## What you have to do:
Retype the rows below word for word, from the line containing "of the metal" to the line containing "<point>370,545</point>", with both of those lines included.

## START Record set

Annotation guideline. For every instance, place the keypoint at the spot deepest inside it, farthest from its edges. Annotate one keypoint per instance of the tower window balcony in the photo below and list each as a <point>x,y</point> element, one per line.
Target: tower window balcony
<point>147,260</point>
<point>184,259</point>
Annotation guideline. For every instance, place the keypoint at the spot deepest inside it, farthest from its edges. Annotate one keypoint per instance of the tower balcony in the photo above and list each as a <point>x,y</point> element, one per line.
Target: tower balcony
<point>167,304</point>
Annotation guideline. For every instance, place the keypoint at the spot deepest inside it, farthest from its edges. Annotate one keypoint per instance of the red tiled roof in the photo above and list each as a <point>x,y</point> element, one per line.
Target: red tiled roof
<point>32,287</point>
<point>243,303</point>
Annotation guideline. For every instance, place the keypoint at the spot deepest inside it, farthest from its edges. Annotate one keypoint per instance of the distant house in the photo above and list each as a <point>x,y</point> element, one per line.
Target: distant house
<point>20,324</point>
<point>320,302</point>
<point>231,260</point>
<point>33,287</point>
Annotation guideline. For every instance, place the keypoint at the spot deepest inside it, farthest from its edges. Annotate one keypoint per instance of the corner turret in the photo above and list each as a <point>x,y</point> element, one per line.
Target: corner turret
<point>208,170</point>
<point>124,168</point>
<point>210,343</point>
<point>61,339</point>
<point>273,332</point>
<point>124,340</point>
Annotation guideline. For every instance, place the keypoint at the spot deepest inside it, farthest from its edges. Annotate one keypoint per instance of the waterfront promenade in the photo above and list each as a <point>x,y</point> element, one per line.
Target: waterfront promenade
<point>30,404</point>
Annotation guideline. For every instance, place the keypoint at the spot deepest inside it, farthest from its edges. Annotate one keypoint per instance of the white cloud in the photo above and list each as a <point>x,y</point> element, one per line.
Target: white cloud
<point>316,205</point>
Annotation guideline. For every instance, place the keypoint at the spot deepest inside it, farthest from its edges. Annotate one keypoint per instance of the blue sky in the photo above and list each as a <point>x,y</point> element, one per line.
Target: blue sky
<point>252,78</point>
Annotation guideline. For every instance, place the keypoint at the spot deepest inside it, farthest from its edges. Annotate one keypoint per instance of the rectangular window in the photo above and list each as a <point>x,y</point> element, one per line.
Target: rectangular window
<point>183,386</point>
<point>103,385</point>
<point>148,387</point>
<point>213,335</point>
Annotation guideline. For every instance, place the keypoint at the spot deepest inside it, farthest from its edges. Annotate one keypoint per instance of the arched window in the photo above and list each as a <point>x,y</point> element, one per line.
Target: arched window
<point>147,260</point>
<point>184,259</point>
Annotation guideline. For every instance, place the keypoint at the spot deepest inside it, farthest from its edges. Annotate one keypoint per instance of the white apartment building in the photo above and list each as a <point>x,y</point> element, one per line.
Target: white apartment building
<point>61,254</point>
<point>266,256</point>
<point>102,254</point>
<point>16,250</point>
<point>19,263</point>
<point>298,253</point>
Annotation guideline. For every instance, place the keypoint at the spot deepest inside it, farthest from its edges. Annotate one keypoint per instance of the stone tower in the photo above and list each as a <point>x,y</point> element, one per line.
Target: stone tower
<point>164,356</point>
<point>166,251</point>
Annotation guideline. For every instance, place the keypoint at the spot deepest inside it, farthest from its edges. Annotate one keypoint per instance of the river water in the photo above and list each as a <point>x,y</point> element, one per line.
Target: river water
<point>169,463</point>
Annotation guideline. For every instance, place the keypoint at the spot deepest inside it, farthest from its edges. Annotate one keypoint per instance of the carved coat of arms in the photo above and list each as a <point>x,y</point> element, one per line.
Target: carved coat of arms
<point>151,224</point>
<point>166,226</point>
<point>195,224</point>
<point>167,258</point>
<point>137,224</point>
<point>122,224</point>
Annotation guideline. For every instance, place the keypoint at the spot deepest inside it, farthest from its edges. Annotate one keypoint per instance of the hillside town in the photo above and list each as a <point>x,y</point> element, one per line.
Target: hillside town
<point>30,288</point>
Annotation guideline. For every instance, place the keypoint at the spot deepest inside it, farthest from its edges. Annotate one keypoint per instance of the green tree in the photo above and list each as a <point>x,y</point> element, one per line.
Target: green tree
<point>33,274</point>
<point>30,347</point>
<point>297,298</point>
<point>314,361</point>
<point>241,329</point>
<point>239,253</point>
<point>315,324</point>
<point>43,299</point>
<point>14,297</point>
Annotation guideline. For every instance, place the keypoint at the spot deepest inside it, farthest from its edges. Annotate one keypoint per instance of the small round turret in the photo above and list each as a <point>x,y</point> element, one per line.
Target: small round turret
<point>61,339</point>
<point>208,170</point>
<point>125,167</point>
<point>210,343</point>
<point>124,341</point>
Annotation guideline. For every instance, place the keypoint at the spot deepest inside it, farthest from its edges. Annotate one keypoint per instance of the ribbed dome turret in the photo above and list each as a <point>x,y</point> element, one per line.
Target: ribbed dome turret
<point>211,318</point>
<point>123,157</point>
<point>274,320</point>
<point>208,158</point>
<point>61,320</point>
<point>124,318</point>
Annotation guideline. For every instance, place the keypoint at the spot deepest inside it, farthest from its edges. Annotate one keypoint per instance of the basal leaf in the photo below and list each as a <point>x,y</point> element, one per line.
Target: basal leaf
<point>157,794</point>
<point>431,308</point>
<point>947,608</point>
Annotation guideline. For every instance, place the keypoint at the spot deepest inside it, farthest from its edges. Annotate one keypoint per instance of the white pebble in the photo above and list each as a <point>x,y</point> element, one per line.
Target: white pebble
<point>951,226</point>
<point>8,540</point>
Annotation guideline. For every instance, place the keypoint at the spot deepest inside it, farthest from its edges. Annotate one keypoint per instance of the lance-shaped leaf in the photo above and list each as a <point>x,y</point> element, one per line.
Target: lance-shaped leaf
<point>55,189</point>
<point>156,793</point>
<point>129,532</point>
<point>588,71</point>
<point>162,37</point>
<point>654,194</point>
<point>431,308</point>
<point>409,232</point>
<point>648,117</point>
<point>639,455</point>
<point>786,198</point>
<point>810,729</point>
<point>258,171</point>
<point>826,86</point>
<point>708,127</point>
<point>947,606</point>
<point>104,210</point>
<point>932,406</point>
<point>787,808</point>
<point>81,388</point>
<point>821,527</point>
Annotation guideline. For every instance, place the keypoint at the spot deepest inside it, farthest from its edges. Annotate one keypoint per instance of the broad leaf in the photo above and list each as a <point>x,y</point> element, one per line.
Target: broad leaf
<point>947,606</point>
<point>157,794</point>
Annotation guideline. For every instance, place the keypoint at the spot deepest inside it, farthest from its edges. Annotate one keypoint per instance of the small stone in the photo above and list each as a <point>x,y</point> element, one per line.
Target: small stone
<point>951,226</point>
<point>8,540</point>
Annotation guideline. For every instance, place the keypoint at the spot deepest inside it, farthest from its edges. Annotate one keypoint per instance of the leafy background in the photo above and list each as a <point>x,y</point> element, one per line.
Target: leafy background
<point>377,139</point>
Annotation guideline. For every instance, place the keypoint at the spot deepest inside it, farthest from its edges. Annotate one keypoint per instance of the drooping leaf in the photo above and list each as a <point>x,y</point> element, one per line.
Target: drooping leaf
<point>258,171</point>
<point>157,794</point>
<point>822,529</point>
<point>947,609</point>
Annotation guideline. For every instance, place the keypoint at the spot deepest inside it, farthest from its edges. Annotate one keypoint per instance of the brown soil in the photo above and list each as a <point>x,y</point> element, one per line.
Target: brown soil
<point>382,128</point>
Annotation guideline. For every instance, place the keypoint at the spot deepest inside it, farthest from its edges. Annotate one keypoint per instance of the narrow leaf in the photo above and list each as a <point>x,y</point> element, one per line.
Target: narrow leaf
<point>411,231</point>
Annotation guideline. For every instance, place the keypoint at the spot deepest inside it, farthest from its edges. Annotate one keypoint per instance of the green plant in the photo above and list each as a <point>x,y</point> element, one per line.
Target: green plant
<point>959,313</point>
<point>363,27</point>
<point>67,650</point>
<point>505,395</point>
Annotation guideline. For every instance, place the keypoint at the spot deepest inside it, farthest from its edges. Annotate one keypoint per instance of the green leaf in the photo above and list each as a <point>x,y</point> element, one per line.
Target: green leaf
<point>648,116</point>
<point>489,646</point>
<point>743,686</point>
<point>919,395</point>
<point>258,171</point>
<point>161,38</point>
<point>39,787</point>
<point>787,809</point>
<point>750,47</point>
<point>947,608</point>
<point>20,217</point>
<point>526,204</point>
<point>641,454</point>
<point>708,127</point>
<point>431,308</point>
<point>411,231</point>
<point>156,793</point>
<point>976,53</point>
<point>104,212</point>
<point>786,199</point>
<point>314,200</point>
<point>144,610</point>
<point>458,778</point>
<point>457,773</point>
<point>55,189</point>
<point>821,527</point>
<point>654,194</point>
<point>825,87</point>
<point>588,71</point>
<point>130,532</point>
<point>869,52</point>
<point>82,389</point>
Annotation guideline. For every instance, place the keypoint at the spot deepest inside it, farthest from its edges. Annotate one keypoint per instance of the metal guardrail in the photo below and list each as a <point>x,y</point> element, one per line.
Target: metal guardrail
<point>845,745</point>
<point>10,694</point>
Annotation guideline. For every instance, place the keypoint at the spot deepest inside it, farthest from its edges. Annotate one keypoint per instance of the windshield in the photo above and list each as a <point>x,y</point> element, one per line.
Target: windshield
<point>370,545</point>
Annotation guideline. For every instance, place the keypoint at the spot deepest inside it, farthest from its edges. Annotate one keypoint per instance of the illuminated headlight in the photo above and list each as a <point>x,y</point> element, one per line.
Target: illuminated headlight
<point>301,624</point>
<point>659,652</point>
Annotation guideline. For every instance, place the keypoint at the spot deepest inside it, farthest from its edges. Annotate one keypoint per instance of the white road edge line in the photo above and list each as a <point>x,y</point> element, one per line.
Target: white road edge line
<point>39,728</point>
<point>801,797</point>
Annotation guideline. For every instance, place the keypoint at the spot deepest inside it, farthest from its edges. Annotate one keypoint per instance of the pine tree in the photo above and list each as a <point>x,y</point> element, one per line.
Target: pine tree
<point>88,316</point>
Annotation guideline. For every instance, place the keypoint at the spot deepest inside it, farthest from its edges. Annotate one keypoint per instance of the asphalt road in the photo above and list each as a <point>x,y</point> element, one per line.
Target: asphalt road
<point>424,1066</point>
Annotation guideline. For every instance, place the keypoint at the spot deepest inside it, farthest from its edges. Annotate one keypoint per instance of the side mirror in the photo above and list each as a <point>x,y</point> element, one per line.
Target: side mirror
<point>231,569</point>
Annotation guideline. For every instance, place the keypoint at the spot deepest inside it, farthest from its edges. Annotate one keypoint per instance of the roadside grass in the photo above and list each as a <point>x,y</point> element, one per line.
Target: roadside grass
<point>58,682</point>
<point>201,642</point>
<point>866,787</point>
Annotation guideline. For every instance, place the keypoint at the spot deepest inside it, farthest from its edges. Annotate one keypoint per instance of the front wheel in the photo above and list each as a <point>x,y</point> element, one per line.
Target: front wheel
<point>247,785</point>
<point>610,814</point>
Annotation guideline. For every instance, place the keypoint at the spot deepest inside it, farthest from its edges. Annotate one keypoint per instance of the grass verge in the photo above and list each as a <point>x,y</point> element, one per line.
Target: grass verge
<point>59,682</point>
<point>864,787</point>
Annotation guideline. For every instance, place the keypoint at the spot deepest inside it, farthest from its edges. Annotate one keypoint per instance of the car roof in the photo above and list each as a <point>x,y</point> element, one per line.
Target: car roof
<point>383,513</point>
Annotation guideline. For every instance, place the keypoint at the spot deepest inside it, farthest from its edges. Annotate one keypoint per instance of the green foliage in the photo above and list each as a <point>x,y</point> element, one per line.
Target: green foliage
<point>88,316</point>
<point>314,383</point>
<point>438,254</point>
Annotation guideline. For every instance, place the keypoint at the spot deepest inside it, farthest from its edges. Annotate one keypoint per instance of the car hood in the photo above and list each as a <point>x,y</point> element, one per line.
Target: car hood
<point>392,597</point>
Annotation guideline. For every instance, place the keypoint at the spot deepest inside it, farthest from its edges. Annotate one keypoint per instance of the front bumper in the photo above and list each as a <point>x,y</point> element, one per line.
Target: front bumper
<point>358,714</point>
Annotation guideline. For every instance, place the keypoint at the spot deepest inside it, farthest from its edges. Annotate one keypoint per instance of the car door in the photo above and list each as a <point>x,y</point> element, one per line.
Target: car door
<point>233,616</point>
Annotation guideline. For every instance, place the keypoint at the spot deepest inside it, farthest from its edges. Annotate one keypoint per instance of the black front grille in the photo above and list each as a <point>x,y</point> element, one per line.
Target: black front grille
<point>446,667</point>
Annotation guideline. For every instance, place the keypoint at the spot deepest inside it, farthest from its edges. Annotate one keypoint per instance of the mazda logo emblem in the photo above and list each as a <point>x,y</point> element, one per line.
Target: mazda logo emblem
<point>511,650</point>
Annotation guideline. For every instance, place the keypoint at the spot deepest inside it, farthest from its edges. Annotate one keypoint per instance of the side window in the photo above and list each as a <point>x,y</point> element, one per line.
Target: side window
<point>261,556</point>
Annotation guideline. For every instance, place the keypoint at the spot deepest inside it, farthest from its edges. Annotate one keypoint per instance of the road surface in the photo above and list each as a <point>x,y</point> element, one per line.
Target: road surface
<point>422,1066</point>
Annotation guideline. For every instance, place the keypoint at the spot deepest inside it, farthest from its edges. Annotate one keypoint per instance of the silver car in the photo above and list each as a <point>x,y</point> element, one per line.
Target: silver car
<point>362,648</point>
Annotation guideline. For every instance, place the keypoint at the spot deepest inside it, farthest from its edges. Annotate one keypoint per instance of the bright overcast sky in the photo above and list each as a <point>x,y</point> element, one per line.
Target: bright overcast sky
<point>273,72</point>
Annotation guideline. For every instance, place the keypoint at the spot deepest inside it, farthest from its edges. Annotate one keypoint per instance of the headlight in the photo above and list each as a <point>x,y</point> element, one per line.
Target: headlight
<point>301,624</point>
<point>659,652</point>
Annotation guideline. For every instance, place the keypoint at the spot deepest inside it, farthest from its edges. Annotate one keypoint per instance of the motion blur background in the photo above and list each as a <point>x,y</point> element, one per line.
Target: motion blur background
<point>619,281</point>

## END Record set

## Answer in full:
Annotation guideline. For every instance, place the keypoint at the spot deepest inside it, farthest from its edges. Annotate one keypoint per instance of the metal guardrail in the photo below and list each as a <point>x,y</point> element, one per line.
Target: metal guardrail
<point>845,745</point>
<point>10,694</point>
Annotation guideline. For every instance, place the keypoint at the spot deepest inside it, farthest from its edges. Annotate one keypoint per instance of the windshield in the photo above and list each as a <point>x,y</point> element, one per line.
Target: windshield
<point>370,545</point>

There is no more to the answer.